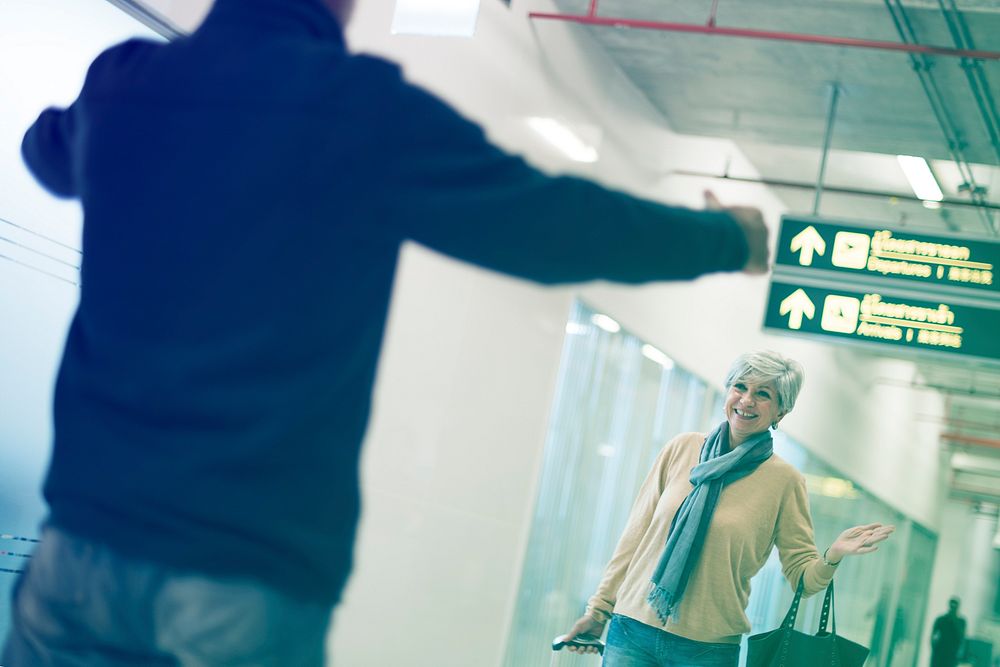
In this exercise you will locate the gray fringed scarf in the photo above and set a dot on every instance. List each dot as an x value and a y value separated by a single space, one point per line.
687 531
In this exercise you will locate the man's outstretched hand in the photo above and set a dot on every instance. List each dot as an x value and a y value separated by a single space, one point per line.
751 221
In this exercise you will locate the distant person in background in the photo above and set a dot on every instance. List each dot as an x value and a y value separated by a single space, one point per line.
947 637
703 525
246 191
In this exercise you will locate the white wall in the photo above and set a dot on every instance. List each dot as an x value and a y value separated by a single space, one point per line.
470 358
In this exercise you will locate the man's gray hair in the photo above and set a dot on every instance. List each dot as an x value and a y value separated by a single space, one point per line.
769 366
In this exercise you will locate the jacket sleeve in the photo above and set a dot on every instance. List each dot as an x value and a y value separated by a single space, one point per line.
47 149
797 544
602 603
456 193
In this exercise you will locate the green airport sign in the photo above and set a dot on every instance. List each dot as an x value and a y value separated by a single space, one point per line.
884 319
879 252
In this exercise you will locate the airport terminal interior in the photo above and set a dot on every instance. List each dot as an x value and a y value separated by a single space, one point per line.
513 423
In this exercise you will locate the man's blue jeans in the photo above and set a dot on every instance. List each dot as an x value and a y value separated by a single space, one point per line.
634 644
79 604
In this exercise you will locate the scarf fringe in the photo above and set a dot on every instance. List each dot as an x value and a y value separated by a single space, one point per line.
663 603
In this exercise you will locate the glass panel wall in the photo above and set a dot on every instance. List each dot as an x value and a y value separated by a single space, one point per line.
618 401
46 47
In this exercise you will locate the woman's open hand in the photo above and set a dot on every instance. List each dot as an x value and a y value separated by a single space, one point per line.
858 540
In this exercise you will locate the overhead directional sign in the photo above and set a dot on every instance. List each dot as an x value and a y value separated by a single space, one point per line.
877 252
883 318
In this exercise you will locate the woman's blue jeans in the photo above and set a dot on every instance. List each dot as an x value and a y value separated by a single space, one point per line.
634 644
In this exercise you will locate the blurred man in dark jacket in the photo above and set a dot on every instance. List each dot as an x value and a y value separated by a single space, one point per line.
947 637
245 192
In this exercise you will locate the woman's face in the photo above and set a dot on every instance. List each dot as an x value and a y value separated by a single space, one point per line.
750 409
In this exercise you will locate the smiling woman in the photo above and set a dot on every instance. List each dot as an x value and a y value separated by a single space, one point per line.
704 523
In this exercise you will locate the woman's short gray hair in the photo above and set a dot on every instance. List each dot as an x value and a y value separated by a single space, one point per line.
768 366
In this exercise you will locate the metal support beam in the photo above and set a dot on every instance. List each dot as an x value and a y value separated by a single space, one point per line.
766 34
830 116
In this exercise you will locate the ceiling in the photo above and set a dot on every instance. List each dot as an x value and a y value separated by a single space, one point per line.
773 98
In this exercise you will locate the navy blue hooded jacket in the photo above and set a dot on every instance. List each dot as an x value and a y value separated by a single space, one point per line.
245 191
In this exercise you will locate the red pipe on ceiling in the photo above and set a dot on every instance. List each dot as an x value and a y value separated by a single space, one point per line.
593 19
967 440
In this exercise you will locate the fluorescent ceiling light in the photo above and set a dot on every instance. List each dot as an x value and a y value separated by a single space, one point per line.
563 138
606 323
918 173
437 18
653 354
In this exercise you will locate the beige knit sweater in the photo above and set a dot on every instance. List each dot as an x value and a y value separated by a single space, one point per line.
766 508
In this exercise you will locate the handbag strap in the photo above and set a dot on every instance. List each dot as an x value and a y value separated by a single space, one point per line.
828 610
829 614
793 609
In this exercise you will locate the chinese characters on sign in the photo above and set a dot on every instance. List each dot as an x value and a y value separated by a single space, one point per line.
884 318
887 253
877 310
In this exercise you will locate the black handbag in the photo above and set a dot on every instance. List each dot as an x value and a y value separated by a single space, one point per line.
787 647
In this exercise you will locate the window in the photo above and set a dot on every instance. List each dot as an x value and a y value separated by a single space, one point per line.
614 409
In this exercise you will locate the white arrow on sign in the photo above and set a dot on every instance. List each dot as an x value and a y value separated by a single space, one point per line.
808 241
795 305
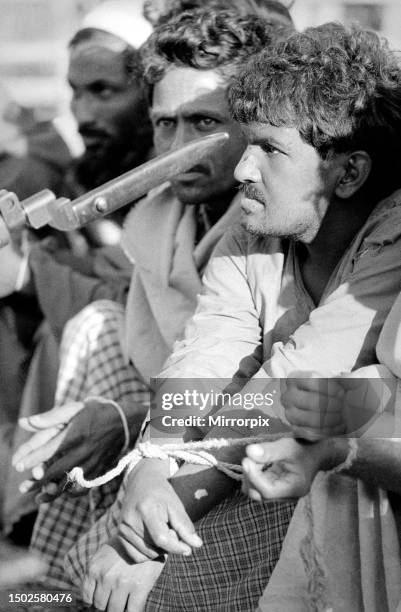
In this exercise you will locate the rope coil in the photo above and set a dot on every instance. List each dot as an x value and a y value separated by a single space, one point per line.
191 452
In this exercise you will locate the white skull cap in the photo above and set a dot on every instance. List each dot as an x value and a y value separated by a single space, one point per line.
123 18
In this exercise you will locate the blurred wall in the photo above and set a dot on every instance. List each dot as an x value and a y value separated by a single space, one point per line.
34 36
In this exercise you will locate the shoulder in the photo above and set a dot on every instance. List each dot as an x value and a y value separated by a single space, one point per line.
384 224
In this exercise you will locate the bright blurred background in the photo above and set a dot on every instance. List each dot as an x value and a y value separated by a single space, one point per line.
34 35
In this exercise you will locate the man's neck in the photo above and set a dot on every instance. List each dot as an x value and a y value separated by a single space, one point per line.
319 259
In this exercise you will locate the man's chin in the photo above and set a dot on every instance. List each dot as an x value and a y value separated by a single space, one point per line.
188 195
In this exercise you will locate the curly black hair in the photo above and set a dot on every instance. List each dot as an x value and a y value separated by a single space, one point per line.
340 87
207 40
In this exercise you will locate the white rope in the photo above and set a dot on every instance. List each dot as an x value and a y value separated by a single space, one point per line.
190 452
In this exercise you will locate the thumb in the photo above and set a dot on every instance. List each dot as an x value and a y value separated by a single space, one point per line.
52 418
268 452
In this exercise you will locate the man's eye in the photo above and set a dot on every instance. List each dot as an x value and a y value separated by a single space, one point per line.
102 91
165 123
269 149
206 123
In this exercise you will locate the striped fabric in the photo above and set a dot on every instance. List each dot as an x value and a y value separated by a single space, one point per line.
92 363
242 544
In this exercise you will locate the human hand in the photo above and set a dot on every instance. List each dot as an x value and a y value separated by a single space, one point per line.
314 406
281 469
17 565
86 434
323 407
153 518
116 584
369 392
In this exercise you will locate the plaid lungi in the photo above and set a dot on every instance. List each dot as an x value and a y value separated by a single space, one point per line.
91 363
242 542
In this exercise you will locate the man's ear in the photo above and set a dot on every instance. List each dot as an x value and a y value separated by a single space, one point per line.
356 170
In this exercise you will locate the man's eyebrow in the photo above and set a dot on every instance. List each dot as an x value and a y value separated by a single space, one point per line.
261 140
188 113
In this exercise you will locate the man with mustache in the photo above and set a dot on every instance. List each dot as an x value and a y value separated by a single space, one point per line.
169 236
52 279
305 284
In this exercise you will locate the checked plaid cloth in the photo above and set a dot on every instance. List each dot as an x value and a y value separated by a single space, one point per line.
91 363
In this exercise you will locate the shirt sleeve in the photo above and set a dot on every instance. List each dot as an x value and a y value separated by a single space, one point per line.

◇ ◇ ◇

- **Exercise directions**
Copy all of the data word for word, and keep the pictures out of it.

- **Task response**
In this exercise you will locate the gray fringed scarf in the photo above and set a dot on every instance. List each dot as an x value and a y value separated by a single space, one point per line.
687 531
In this exercise you will locate the man's outstretched hand in the photo above and set a dot on every instance. List each dot as an x value and a y value separated by a single space, one point per line.
751 221
In this exercise you will locate the distant person in background in the photo above and set a dot on every instance. List each dot as an x value and a y value separated by a single space, one point per line.
947 637
703 525
246 191
In this exercise you will locate the white wall in the photo above and set a dot on every instance. List each dot as an x value and a y value separated by a single space, one point per line.
470 358
In this exercise you will locate the man's gray hair in the photo above and set a dot on every instance. List each dot as an x value and a y value separated by a single space, one point per line.
769 366
In this exercise you will locate the jacket sleeve in the photo above and set a dot on every instance. List each dot as an x value and a y value separated by a single space, one point per line.
47 149
797 544
602 603
456 193
In this exercise you will locate the green airport sign in the photo above and set a dot on every instance. List each dot as an x value and a y value separated by a single space, one point per line.
884 319
879 252
In this exercise you will locate the airport terminal interior in the photo above and set a dot on every instance. List each dot as an x value and a y value separated by a single space, one point per line.
513 423
In this exercise you will locate the man's blue jeans in the photo above and set a dot on every instance. List each dot as an x value and a y value separated by a single space, one point per line.
634 644
79 604
In this exercise you will locate the scarf fringe in the photo above and set a dot on every instance. List each dot as an x value and a y value separated by a single space, one point per line.
663 603
In this exercise you will locate the glass panel wall in the photo above and set a dot on every instance. List each dot as an x value and a y value separated by a single space, one point per line.
618 401
46 47
In this exercise you will locate the woman's open hand in the photo above and set a dot on every instance. List each dot as an x value and a y value separated by a single space, one point per line.
858 540
In this exercise you will locate the overhead directional sign in the photo above and set a dot on every instance. List each dot as an x value and a y value separated by a single space, one point per line.
877 252
883 318
In this exercise you will locate the woman's blue jeans in the photo above and set a dot on every instance. List each dot as an x value and a y value separated by a single space, one point per line.
634 644
In this exercise you will locate the blurred man in dark jacket in the photo above and set a dot on every instance. List each dot as an x value and a y value separated by a single space, one point per line.
947 637
245 192
In this exercise you will locate the woman's face in the photo above and set a dot on every instance. List each dot as an x value and a y value separated by a single space, one point per line.
750 409
In this exercise you will locate the smiling woman in the photo above and set a dot on every instance. List each dot as an x value and a y value separated by a single space, one point per line.
704 523
In this exercise you will locate the woman's short gray hair in the photo above and set a dot on every instance. List each dot as an x value and a y value separated by a single space, one point per line.
768 366
In this exercise you will locate the metal support beam in the photo above and set a dot on every instance. List each dot as an x value and a y value separated by a single space, one point per line.
766 34
830 116
In this exercise you will locate the ceiling in the photo above and set a dot on every instance. List each dot as an x value and a y value separated by a single space, one point per line.
773 98
In this exercise you will locate the navy blue hooded jacket in the photo above and set a dot on every instance. List each dot as an x value and a y value separated by a single space, one point per line.
245 191
In this exercise you will locate the red pipe on ceiling in the photo above and set a dot on every instance. List each dot as an x value and a y value separated by a single space, one point per line.
593 19
967 440
In this exercise you will locate the fluorescent ceiling light in the photo above and set a dot on every instance. List each dot as an x value and a y value separated by a single space, one point per line.
563 138
606 323
918 173
437 18
653 354
In this exercise you will locate the beige knit sweater in the photo above and set a dot on every instance. List each dot as an x value and a y value separated by a single space, one point per line.
766 508
In this exercise you will locate the handbag strap in the photo above and set a dot on every instance. List each dot as an x value and a y value separated by a single space, one point per line.
828 610
829 614
793 609
In this exercise you will locate the chinese characters on sign in the photo above and set a dot on every instance. List each dot as an x value and a y value separated by a single space, one point per line.
884 318
887 253
877 310
In this exercise you will locate the black handbag in the photo above and set a dot on every instance. List each dot as an x value and a y value separated by a single space, one point per line.
787 647
In this exercise you will locate the window in the photo above and set a dot on every instance. List each dot as an x value and a y value separated by a single space, one point per line.
614 409
In this exercise you will locate the white arrow on sign in the photo above and set a dot on every instance. List each dot as an x value and a y value separated by a single space, one point per line.
808 241
795 305
In this exercise you will locate the rope coil in the photo above and set a dot on every instance. List each dot as an x value and a y value separated by a single space, one point per line.
191 452
In this exercise you will locate the white skull cap in the photo above and set a dot on every instance. List each dot as an x value and a y value separated by a single space, one point per line.
123 18
In this exercise you will locate the blurred wall in the photo above and set a dot on every instance. List each dot as an x value and a y value separated by a single space, one point per line.
34 36
In this exercise you will locate the shoulder in the photo above and set a dot on every instance. List each dot as an x value and a y value separated by a single space, one point per line.
384 224
In this exercise you will locate the bright blurred background in the photo above and set a dot on every instance. List each dot as an x value and a y value separated by a single space, one point per line.
34 35
In this exercise you will locate the man's neck in the photo above and set a dot on every instance. List each dot as an x value and a y value separated by a single space, one point per line.
319 259
In this exercise you will locate the man's chin in the photo above and set a dot on every instance. List each dot as an x value and a y value separated by a single space, one point per line.
188 195
In this exercise you will locate the curly black hair in the photo above and set a dot on every instance. List each dot as an x value and a y value separated by a single space, one point per line.
340 87
207 40
In this exercise you will locate the white rope in the photo above and set a dot on every instance. List each dot as an x value and a y value separated by a single space, one point per line.
190 452
In this exercise you will locate the thumb in the photo above and set a dot on every instance. List each dot as an x value and a y value separated by a single space, one point per line.
52 418
268 452
In this exercise you will locate the man's eye in the photo above and set a dot on every instance. List each dot as an x value and a y value separated by a single space, one point per line.
102 91
165 123
269 149
206 123
In this exercise you will locate the striped fabric in the photo above and set a dot on every instance. List each dot as an x value and a y value separated by a single space, one point per line.
92 363
242 544
In this exercise you will locate the human hand in the photo above and set a dot on every instance. List each dot as an x value and a y value separated by a single space, one point per line.
314 406
281 469
17 565
86 434
323 407
153 518
116 584
369 392
In this exercise you will locate the plaid lungi in the photo above and set a dot on every instance. List each dot as an x value and a y value separated by a single space, one point per line.
91 363
242 542
In this exercise you will locate the man's ear in the photo above and set a dot on every instance. List each dot as an x value and a y value separated by a single space, one point per line.
356 170
In this exercise you will locate the man's eyebrow in the photo above and set a dot on every instance. List each dot as an x value and a y value separated by a single space, one point per line.
261 140
188 113
In this exercise you will locate the man with mustache in the photo above and set a dot on every instance. List each dot as an x value and a y value separated by a single space, one point per line.
169 236
52 279
305 284
In this exercise you will locate the checked plaid cloth in the photo above and set a dot on every instance. List each dot as an x value and a y value separated by a single space, one point per line.
91 363
In this exercise you will locate the shirt sleeve in the photo above and set a dot on every instance. List each dot as an x value and a y value separated by a single space, one point per line.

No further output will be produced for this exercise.